▶ **PROVIDED DATA**:

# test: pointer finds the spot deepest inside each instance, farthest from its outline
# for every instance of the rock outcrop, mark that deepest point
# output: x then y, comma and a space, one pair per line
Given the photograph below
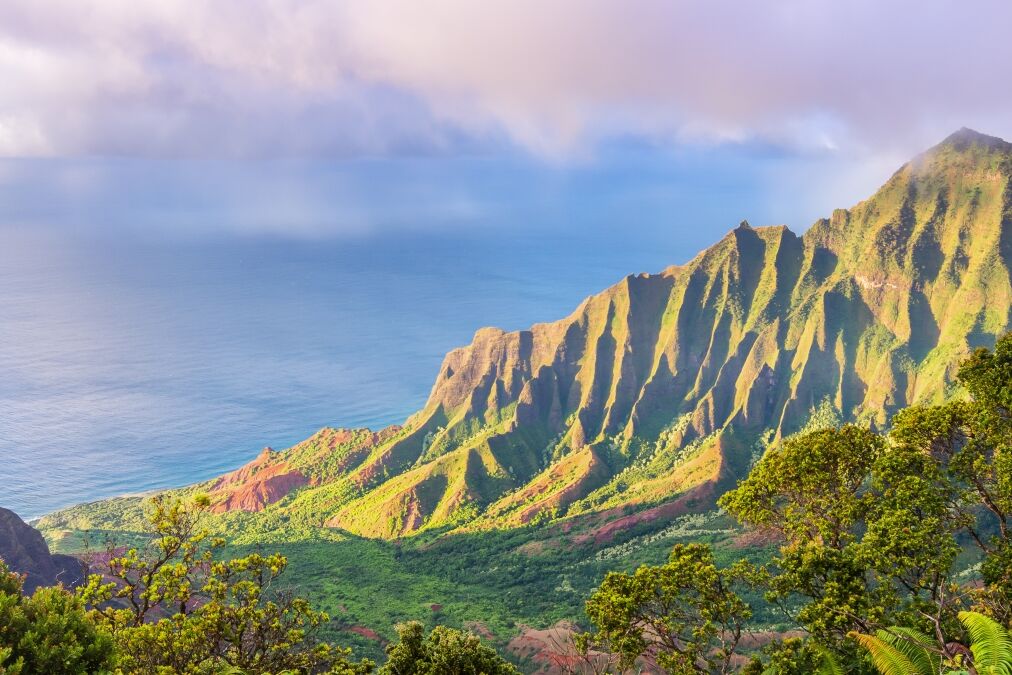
24, 551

▶ **TASK STATEMENT**: Go through the material and copy each line that contains "instance".

▶ **EXPECTED ANSWER**:
# test: pointer finds the spot deepest inside each instance, farthest from its outline
# for every instance of the rock outcrop, mark that deepest point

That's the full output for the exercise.